▶ _EXERCÍCIOS A RESOLVER_
1) Extraia do texto sobre a isenção do imposto do selo o trecho que vai de "Outras isenções" até "no presente processo.".
2) Segundo o texto sobre a isenção do imposto do selo, que caráter o artigo 154.º da Lei n.º 7-A/2016 atribuiu à redação dada ao n.º 7 do artigo 7.º do Código do Imposto do Selo?
3) Com base no texto sobre a isenção do imposto do selo, explique por que motivo a isenção da alínea e) do n.º 1 do artigo 7.º, na redação dada pela Lei n.º 107-B/2003, não fica associada à atividade de concessão de crédito.

▶ _BLOCO DE TEXTO_

=-=-=

Por sua vez, o n.º 7 do mesmo artigo 7.º, aditado ao Código do Imposto de Selo pelo artigo 152.º da Lei n.º 7-A/2016, tem a seguinte redação:

«Artigo 7.º

Outras isenções

[...]

7 - O disposto na alínea e) do n.º 1 apenas se aplica às garantias e operações financeiras diretamente destinadas à concessão de crédito, no âmbito da atividade exercida pelas instituições e entidades referidas naquela alínea.»

Por fim, o artigo 154.º da Lei n.º 7-A/2016 estabeleceu que a redação dada pelo artigo 152.º ao n.º 7 do artigo 7.º do Código do Imposto do Selo tem «caráter interpretativo».

7 - É este caráter interpretativo, na medida em que determine a aplicação retroativa do n.º 7 do artigo 7.º do Código do Imposto do Selo, às comissões de gestão cobradas pelas sociedades gestoras aos fundos de pensões que está em causa no presente processo.

Especificamente, questiona-se se a interpretação legalmente estabelecida do artigo 7.º, n.º 1, alínea e), do Código do Imposto do Selo, nos termos da conjugação do n.º 7 do mesmo preceito com o artigo 154.º da Lei n.º 7-A/2016, e segundo a qual não são abrangidas pela isenção do imposto do selo prevista naquela alínea as comissões de gestão cobradas pelas sociedades gestoras aos fundos de pensões por elas geridos, pode aplicar-se nos anos anteriores a 2016 - i.e., antes da entrada em vigor dos artigos 152.º e 154.º da Lei n.º 7-A/2016 - , é compatível com a proibição de criação de impostos com natureza retroativa, estatuída no artigo 103.º, n.º 3, da Constituição.

Nos termos literais em que se encontra prevista, a isenção da alínea e) do n.º 1 do artigo 7.º do Código do Imposto do Selo, na redação dada pela Lei n.º 107-B/2003, abrange quaisquer comissões cobradas por instituições de crédito, sociedades financeiras e instituições financeiras a outras instituições da mesma natureza e a sociedades de capital de risco, independentemente de estarem em causa operações financeiras diretamente destinadas à concessão de crédito. Assim, apesar de se fazer menção expressa à atividade de concessão de crédito, não se associa a isenção relativa à cobrança de comissões ao exercício daquela atividade, mas apenas e só à natureza das entidades envolvidas. Já o citado n.º 7 do mesmo artigo 7.º, aditado em 2016, veio estatuir uma associação necessária daquela isenção às «garantias e operações financeiras diretamente destinadas à concessão de crédito» (itálico acrescentado).

=-=-=

▶ _LINHAS DE DADOS_

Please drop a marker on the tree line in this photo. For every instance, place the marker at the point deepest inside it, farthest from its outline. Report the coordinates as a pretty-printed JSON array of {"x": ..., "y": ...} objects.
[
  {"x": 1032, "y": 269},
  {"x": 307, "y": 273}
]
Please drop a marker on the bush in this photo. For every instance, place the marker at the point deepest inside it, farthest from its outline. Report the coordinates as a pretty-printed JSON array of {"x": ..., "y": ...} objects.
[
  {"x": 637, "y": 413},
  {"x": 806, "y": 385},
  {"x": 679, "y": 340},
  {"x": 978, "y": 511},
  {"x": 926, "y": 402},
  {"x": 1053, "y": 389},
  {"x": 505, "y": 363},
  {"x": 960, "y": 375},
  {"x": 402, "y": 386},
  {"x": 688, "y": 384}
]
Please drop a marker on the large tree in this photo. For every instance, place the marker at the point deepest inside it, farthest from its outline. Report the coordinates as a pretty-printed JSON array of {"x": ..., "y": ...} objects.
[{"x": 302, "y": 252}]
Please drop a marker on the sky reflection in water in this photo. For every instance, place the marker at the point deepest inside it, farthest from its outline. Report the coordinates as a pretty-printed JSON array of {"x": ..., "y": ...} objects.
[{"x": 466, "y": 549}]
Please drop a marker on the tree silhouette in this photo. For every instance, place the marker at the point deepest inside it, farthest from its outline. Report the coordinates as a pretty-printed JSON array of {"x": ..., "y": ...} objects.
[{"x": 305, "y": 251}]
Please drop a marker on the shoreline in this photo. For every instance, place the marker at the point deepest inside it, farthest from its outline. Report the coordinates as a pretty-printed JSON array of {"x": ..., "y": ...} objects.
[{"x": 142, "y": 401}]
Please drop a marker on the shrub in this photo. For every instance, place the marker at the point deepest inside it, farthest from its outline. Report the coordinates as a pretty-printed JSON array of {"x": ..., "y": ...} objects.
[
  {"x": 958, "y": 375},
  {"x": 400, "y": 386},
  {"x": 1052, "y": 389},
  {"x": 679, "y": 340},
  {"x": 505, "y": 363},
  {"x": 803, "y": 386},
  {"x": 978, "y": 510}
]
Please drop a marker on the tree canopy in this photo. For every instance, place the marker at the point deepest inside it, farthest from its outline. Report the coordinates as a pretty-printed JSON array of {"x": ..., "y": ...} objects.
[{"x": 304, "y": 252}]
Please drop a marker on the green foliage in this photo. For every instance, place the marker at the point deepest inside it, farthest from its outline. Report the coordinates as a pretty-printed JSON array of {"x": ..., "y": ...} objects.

=-=-=

▶ _LISTA DE SOLUÇÕES_
1)
Outras isenções

[...]

7 - O disposto na alínea e) do n.º 1 apenas se aplica às garantias e operações financeiras diretamente destinadas à concessão de crédito, no âmbito da atividade exercida pelas instituições e entidades referidas naquela alínea.»

Por fim, o artigo 154.º da Lei n.º 7-A/2016 estabeleceu que a redação dada pelo artigo 152.º ao n.º 7 do artigo 7.º do Código do Imposto do Selo tem «caráter interpretativo».

7 - É este caráter interpretativo, na medida em que determine a aplicação retroativa do n.º 7 do artigo 7.º do Código do Imposto do Selo, às comissões de gestão cobradas pelas sociedades gestoras aos fundos de pensões que está em causa no presente processo.

2) Atribuiu-lhe caráter interpretativo.

3) Nos seus termos literais, essa isenção abrange quaisquer comissões cobradas por instituições de crédito, sociedades financeiras e instituições financeiras a outras instituições da mesma natureza e a sociedades de capital de risco. Isso vale independentemente de estarem em causa operações financeiras diretamente destinadas à concessão de crédito. Por isso, apesar da menção expressa a essa atividade, a isenção depende apenas da natureza das entidades envolvidas.